Exercises ->
**1.** Quote the cruise preparation post word for word, everything from "Preparing for a" down to "on RV Langseth.".
**2.** Write what comes next in the cruise preparation post, starting after its last sentence.

Cruise Preps: from the lab to the ship

Preparing for a research cruise is a lot of work, largely because we tend to bring a lot of stuff (most of it even needed). Just how much stuff depends on several factors, mainly revolving around the project itself and how many days at sea are dedicated to that particular project. This summer’s cruise: it is just us! All the time we are at sea is dedicated to our project. That means that other than when we’re moving between our study sites, the winch is just sending the multi-core down and bringing the multi-core back up, and sending the multi-core down and bringing the multi-core back up. Our goal is to stop at 7 sites (locations representing different water depths, different sediment composition, and variable water characteristics).

A small sampling of the boxes that have been packed, inventoried, and stacked on pallets in preparation for our upcoming voyage on RV Langseth.

A rough estimate is that we need 60 (successful) cores per site — that is truly a lot of mud! Fortunately, with the multi-corer we can, in theory, get 8-12 cores per deployment. Keep in mind however, just because the multi-corer goes down, does not mean that we’ll successfully recover sediments. As cool as the multi-core is, it still a finicky instrument that is largely being controlled by gravity and wire tension at distances of 2-5 km below the ship – we’re very happy if it works 70% of the time in open water (waves make everything harder!) Did I mention time? These deeper sites, let’s say the average depth of the ocean 4 km (or 4000 m), take at least an hour and a half, usually closer to 2 hours just for the multi-core to go down (typical speeds are between 30 and 50 meters per second for the cable to spool out). The good news is that gives us time after a successful deployment to process the batch of cores (or at least get a good start) before the next 12 are on deck! We need to have plenty of core tubes so we can re-deploy the multicore while we’re still processing the first batch of cores (and in case we break some — these tubes tend not to like rocks very much).

The multi-core, looking a bit like a steel pyramid, takes between 8 and 12 cores on each deployment.

So what does 450 cores look like in terms of supplies to be able to sample that much sediment? Short answer: a lot. We’re bringing about 10 pallets of gear with us (mainly consumables like syringes and bottles and tape) to meet the ship in NYC and all our ‘bigger’ gear is meeting us there. We’ll have two ‘lab vans’ meet us at the ship, essentially shipping containers outfitted to be temperature controlled laboratory space that can be set on the deck of whatever research vessel they are needed on. The coring equipment including the corer and all the tubes, and the winch for the deployment of the corer, will also meet us at the wharf – as will our 50 (!!!) cylinders of compressed nitrogen gas (our samples are sensitive to oxygen so we have to be careful to not expose them to ambient air). On the other hand, the larger of the equipment coming with us and included in those 10 pallets is restricted to a couple of centrifuges, our glove boxes, a freeze dryer, some dehumidifiers, and a large sink.

To keep our samples ‘protected’ from oxygen, we need something to contain the nitrogen gas! In the past, I’ve generally used a glove bag (think clear garbage bag with hands) which are commercially expensive (though it is a pretty easy DIY) but still not the most comfortable set up – I always feel a bit like a hunchback after a day at the glove bag. So this trip we’ve upgraded and will be sailing with DIY glove boxes!

Collected material ->
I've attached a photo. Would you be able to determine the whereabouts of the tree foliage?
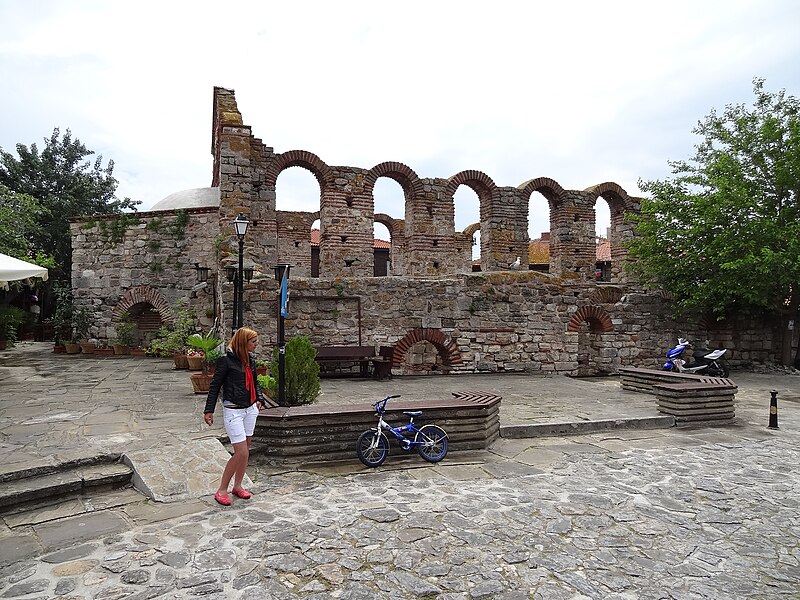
[0,128,139,280]
[628,78,800,318]
[0,184,48,261]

Answers per task ->
**1.**
Preparing for a research cruise is a lot of work, largely because we tend to bring a lot of stuff (most of it even needed). Just how much stuff depends on several factors, mainly revolving around the project itself and how many days at sea are dedicated to that particular project. This summer’s cruise: it is just us! All the time we are at sea is dedicated to our project. That means that other than when we’re moving between our study sites, the winch is just sending the multi-core down and bringing the multi-core back up, and sending the multi-core down and bringing the multi-core back up. Our goal is to stop at 7 sites (locations representing different water depths, different sediment composition, and variable water characteristics).

A small sampling of the boxes that have been packed, inventoried, and stacked on pallets in preparation for our upcoming voyage on RV Langseth.

**2.**
Our main goal is pore water neodymium isotopes, so we have to be able to isolate the pore water from the sediments. And because we care about neodymium (and the other rare earth elements) we can’t use rhizons to do it — we have to section the core into centrifuge tubes, all in the globe box so we’re not exposing the sediments to additional oxygen from the ambient air. Then, once the tubes are sealed we can remove them from the box and spin them really really fast so the water comes out of the sediments and gathers at the top of the tube. We use each centrifuge tube once per trip, that’s a lot of centrifuge tubes, ~4000 to be exact. And syringes and filters to then pull off that water and filter it.

Centrifuge tubes are filled with a weak acid solution and left to sit for at least 24 hours, the tubes are flipped to make sure all sources are exposed to the cleaning solution. Each rack holds 24 so we usually clean about 75 at a time — months later we have the tubes we need!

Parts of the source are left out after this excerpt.